El sacrificio total, que José hizo de toda su existencia a las exigencias de
la venida del Mesías a su propia casa, encuentra una razón adecuada "en
su insondable vida interior, de la que le llegan mandatos y consuelos
singularísimos, y de donde surge para él la lógica y la fuerza -propia de las
almas sencillas y limpias- para las grandes decisiones, como la de poner
enseguida a disposición de los designios divinos su libertad, su legítima vocación
humana, su fidelidad conyugal, aceptando de la familia su condición propia,
su responsabilidad y peso, y renunciando, por un amor virginal incomparable,
al natural amor conyugal que la constituye y alimenta" (37). Esta
sumisión a Dios, que es disponibilidad de ánimo para dedicarse a las cosas
que se refieren a su servicio, no es otra cosa que el ejercicio de la
devoción, la cual constituye una de las expresiones de la virtud de la
religión (38). 27.

_Registros de datos_:
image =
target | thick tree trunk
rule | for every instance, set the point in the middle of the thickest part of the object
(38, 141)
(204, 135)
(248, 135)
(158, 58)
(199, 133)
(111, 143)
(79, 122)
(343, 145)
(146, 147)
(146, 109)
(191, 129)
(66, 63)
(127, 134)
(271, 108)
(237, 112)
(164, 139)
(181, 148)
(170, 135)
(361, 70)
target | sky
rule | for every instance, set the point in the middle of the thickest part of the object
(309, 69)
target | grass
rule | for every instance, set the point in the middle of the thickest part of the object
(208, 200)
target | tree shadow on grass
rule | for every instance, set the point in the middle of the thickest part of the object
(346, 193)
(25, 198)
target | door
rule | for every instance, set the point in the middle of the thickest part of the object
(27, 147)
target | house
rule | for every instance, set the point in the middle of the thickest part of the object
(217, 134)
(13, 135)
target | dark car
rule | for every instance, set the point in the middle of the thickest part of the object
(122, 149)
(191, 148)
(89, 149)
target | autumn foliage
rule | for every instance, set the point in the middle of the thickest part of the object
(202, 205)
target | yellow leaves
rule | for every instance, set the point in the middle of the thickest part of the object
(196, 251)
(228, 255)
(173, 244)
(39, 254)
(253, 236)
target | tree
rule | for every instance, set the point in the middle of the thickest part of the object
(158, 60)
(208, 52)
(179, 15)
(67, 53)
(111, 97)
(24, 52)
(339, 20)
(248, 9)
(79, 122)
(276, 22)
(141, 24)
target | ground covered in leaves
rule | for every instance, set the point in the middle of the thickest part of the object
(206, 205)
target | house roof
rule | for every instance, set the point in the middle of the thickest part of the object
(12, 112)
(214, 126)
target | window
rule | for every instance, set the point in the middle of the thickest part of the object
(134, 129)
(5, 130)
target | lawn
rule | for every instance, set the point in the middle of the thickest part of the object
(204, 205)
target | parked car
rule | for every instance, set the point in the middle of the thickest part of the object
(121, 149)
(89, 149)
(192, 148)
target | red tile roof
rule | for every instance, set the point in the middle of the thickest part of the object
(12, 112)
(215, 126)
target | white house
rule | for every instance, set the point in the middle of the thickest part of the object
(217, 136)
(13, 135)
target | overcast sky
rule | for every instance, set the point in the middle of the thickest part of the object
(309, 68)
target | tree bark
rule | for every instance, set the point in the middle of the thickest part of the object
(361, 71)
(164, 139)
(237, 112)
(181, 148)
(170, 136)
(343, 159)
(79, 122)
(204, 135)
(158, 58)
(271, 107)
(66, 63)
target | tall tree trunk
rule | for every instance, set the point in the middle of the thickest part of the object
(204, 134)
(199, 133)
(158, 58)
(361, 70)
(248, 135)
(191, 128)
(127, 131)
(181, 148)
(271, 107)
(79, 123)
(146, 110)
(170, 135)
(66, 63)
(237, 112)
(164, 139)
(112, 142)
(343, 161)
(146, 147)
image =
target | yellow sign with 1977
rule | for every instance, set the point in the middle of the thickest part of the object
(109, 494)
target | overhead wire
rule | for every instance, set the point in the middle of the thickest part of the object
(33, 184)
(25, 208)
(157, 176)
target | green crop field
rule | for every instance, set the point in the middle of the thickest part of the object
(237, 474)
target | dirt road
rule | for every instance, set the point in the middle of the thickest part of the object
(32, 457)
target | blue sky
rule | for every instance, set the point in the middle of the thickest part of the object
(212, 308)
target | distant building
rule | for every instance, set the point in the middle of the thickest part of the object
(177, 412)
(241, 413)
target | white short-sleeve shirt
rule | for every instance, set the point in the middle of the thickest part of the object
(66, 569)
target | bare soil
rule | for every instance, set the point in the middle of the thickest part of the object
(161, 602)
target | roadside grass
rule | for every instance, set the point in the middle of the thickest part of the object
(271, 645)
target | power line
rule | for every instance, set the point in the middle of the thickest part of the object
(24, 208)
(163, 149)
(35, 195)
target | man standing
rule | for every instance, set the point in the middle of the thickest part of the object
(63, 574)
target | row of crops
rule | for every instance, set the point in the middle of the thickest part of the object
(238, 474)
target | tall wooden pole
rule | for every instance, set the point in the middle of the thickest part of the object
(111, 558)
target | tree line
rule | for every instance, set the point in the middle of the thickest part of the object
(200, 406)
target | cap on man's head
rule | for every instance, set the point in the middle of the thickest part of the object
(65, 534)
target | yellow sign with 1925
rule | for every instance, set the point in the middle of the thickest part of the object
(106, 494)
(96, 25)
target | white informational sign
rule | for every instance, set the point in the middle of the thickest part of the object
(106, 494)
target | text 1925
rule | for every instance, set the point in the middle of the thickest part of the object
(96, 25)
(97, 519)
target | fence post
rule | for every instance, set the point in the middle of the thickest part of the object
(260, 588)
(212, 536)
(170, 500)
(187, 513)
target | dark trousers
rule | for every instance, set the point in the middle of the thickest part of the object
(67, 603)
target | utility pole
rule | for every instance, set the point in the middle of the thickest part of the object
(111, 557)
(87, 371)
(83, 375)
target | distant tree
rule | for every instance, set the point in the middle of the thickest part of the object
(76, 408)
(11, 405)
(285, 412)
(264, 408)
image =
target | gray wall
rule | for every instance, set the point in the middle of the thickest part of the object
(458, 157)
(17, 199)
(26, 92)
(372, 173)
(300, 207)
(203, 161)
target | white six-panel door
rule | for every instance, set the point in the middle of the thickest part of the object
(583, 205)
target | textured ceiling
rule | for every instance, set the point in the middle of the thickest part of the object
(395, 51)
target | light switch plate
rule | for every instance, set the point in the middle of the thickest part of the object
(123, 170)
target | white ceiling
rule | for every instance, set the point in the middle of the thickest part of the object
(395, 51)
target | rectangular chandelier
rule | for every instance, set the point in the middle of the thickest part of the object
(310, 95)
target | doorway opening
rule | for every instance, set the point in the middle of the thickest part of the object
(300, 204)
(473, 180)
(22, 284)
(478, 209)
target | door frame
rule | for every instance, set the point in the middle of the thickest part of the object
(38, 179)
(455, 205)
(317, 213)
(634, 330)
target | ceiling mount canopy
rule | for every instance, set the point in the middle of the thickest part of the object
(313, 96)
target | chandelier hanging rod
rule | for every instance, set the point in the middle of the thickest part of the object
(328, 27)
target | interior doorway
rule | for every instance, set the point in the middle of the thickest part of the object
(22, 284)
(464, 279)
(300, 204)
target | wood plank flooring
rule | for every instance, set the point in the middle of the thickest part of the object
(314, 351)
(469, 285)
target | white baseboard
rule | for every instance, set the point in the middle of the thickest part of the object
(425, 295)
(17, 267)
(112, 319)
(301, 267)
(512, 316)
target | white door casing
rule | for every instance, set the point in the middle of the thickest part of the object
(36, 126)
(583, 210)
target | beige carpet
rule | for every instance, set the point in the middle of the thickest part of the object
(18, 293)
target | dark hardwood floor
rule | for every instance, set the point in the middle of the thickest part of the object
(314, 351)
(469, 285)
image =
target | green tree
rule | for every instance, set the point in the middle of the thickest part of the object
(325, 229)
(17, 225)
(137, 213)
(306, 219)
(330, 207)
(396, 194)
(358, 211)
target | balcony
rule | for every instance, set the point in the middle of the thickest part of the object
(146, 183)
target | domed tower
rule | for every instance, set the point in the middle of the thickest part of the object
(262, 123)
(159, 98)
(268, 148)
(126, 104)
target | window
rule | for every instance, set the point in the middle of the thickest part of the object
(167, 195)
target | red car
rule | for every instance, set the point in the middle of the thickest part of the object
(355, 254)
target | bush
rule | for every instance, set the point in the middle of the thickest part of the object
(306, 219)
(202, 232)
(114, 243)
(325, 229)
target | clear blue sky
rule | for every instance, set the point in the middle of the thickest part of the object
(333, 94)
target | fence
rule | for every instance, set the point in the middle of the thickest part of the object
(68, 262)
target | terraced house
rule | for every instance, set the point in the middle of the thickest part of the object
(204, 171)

_Ejercicios_:
**a)** Vuelve a escribir el fragmento del texto sobre José que empieza en las palabras "El sacrificio total, que" y termina tras "religión (38). 27.", renombrando "José" como "san José".
**b)** Indica, por favor, de qué virtud es una de las expresiones la devoción, según el texto sobre José.

_Respuestas por tarea_:
**a)**
El sacrificio total, que san José hizo de toda su existencia a las exigencias de
la venida del Mesías a su propia casa, encuentra una razón adecuada "en
su insondable vida interior, de la que le llegan mandatos y consuelos
singularísimos, y de donde surge para él la lógica y la fuerza -propia de las
almas sencillas y limpias- para las grandes decisiones, como la de poner
enseguida a disposición de los designios divinos su libertad, su legítima vocación
humana, su fidelidad conyugal, aceptando de la familia su condición propia,
su responsabilidad y peso, y renunciando, por un amor virginal incomparable,
al natural amor conyugal que la constituye y alimenta" (37). Esta
sumisión a Dios, que es disponibilidad de ánimo para dedicarse a las cosas
que se refieren a su servicio, no es otra cosa que el ejercicio de la
devoción, la cual constituye una de las expresiones de la virtud de la
religión (38). 27.

**b)** De la virtud de la religión.